-- Start Passage provided --

After closure vote, some explore grant for planning, information

By REBECCA BARRETT
Gazette-Times reporter

Parent involvement has long been a hallmark of the Corvallis School District’s rural science and arts academy, Inavale School.

Still faced with the possibility of closure, parents there in February said they weren’t interested in forming a charter school.

Now, three weeks after the Corvallis School Board voted unanimously to shut down the school in June, some Inavale parents are taking another look at a charter school.

During a meeting at the school Tuesday night, about 15 parents discussed chartering as an option to keep a neighborhood school for the children in the area southwest of Corvallis.

While Corvallis School District policies reflect school choice as a widely held value, it’s not clear whether a charter school application for Inavale would be welcomed as an innovative solution to operating the school or perceived as a threat to other public schools.

A representative of the Inavale parent group has already submitted a notice of intent to submit a charter school planning grant proposal to the state Department of Education. The state considers planning grants in April and October and awards seven $50,000 grants each cycle to assist groups in developing charter school proposals.

Inavale parents are also getting advice from a leader at one of Oregon’s most successful charter schools. Kings Valley Charter School director Mark Hazelton attended Tuesday’s meeting to share information and answer questions.

Hazelton explained the steps to forming a charter school and strategies for gaining sponsorship from a school district. He encouraged parents to meet with Corvallis School District administrators to learn how a charter could be formed without jeopardizing the savings the district achieved by closing the school.

“I don’t know what the sticking points are, but I do believe that the school board members are trying to optimize savings,” Hazelton said.

To convince school officials that a charter is beneficial, proponents must show they can operate a school and cover the district’s overhead, so that other school programs aren’t harmed, he said. Successful charter schools meet this challenge by running a school with less administration, by paying teachers lower salaries or by some other shortcut.

-- End Passage provided --
-- Start Provided material --

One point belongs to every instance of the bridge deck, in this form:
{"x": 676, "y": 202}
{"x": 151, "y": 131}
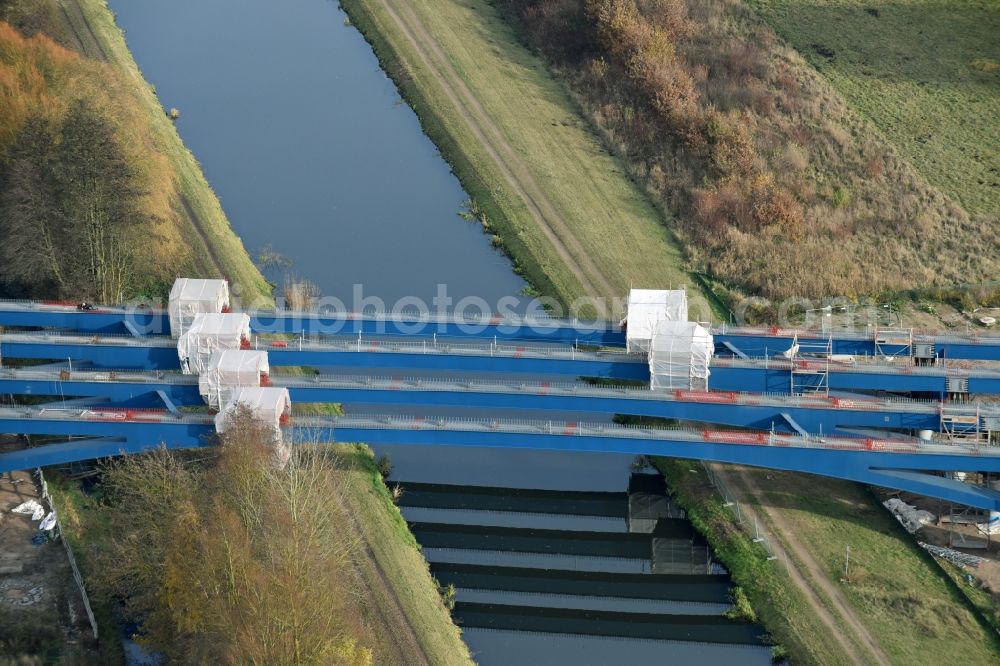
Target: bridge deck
{"x": 728, "y": 374}
{"x": 111, "y": 432}
{"x": 536, "y": 328}
{"x": 815, "y": 414}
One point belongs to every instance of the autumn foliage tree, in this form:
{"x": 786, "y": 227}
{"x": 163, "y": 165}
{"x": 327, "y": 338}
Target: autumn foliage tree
{"x": 70, "y": 206}
{"x": 238, "y": 563}
{"x": 84, "y": 188}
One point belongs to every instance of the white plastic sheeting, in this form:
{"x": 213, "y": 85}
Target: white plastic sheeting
{"x": 679, "y": 356}
{"x": 30, "y": 508}
{"x": 910, "y": 517}
{"x": 189, "y": 297}
{"x": 648, "y": 307}
{"x": 269, "y": 405}
{"x": 230, "y": 369}
{"x": 209, "y": 333}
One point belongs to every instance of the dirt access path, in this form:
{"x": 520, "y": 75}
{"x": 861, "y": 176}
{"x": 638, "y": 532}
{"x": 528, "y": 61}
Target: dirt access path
{"x": 511, "y": 165}
{"x": 806, "y": 572}
{"x": 394, "y": 627}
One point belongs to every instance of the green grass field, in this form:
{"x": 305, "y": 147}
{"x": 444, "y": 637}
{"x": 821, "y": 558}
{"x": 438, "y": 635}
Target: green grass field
{"x": 907, "y": 602}
{"x": 926, "y": 74}
{"x": 398, "y": 555}
{"x": 610, "y": 218}
{"x": 214, "y": 246}
{"x": 911, "y": 607}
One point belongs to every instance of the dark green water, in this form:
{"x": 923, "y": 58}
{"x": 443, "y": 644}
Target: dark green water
{"x": 312, "y": 153}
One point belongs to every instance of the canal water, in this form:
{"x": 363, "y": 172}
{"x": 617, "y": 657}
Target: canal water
{"x": 315, "y": 157}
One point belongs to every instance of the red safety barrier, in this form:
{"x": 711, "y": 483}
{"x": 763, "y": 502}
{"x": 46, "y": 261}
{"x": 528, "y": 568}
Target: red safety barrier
{"x": 723, "y": 397}
{"x": 732, "y": 437}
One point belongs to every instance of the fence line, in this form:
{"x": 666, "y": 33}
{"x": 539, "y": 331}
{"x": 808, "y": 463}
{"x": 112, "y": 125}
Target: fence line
{"x": 69, "y": 554}
{"x": 757, "y": 532}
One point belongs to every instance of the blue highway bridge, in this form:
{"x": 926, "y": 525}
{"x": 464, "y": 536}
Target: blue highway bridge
{"x": 804, "y": 415}
{"x": 727, "y": 374}
{"x": 740, "y": 342}
{"x": 892, "y": 463}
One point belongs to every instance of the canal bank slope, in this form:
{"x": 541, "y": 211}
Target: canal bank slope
{"x": 895, "y": 605}
{"x": 404, "y": 605}
{"x": 485, "y": 101}
{"x": 554, "y": 198}
{"x": 196, "y": 221}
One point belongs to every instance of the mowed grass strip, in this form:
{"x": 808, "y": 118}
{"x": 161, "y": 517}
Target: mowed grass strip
{"x": 607, "y": 215}
{"x": 399, "y": 558}
{"x": 202, "y": 224}
{"x": 926, "y": 74}
{"x": 907, "y": 602}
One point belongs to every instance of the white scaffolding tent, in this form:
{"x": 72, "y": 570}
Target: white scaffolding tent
{"x": 648, "y": 307}
{"x": 679, "y": 356}
{"x": 230, "y": 369}
{"x": 189, "y": 297}
{"x": 209, "y": 333}
{"x": 270, "y": 406}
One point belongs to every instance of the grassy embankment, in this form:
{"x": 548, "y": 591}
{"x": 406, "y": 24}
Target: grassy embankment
{"x": 560, "y": 203}
{"x": 203, "y": 224}
{"x": 919, "y": 592}
{"x": 909, "y": 604}
{"x": 388, "y": 552}
{"x": 184, "y": 230}
{"x": 215, "y": 249}
{"x": 925, "y": 74}
{"x": 779, "y": 188}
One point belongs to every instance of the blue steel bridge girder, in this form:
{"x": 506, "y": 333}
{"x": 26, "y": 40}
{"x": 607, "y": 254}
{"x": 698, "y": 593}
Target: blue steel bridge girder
{"x": 146, "y": 322}
{"x": 900, "y": 470}
{"x": 790, "y": 417}
{"x": 750, "y": 343}
{"x": 897, "y": 471}
{"x": 760, "y": 378}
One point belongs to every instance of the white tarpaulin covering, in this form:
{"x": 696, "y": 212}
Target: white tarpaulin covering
{"x": 31, "y": 508}
{"x": 679, "y": 356}
{"x": 648, "y": 307}
{"x": 188, "y": 297}
{"x": 269, "y": 405}
{"x": 910, "y": 517}
{"x": 229, "y": 369}
{"x": 209, "y": 333}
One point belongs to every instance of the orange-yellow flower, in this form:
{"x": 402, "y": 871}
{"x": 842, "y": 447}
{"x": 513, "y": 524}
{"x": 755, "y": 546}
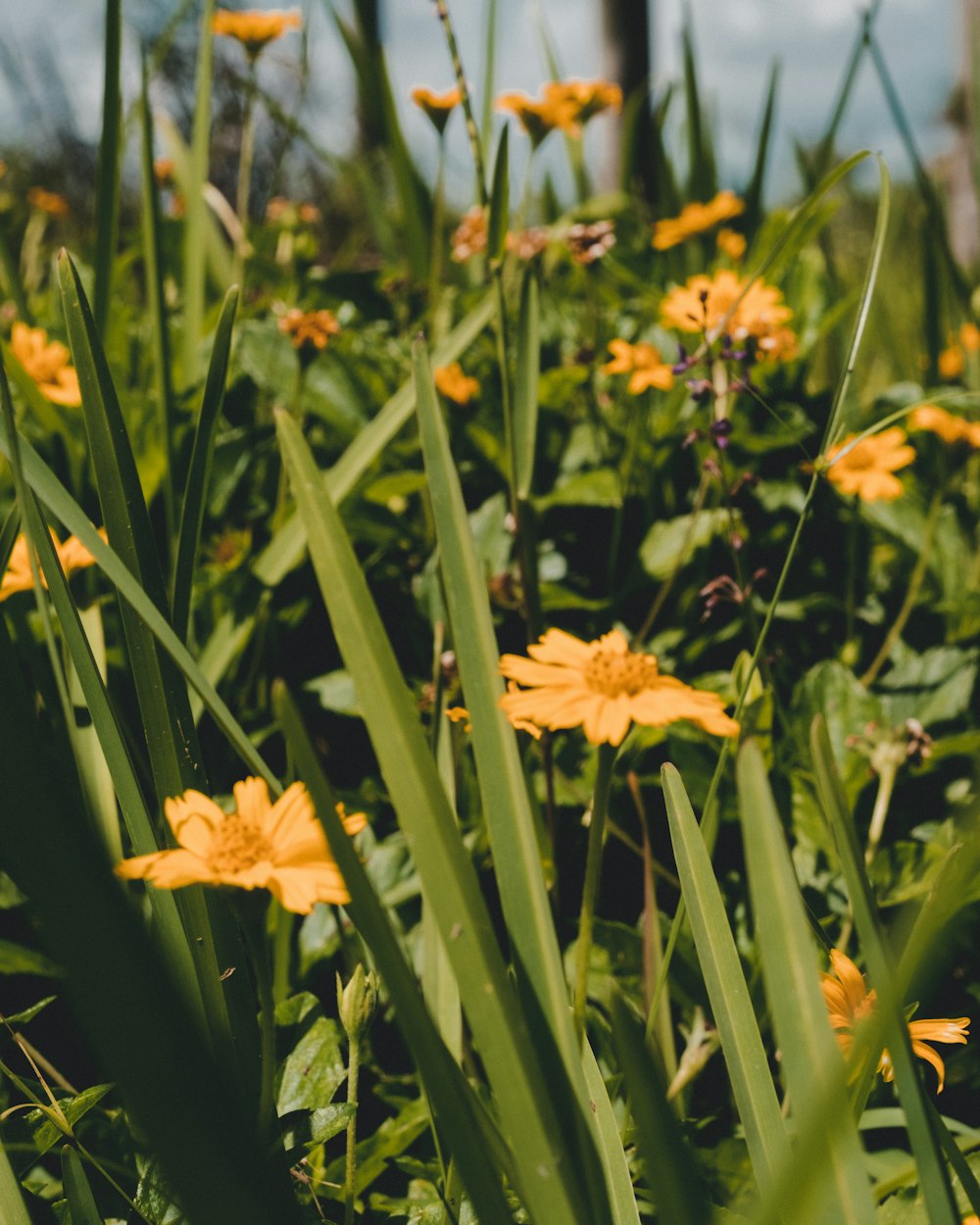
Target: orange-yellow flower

-- End Provided material --

Reproduce verbatim the portion of the article on Inavale School that begins with the words "A representative of" and stops after "and answer questions.".

Exercise output:
A representative of the Inavale parent group has already submitted a notice of intent to submit a charter school planning grant proposal to the state Department of Education. The state considers planning grants in April and October and awards seven $50,000 grants each cycle to assist groups in developing charter school proposals.

Inavale parents are also getting advice from a leader at one of Oregon’s most successful charter schools. Kings Valley Charter School director Mark Hazelton attended Tuesday’s meeting to share information and answer questions.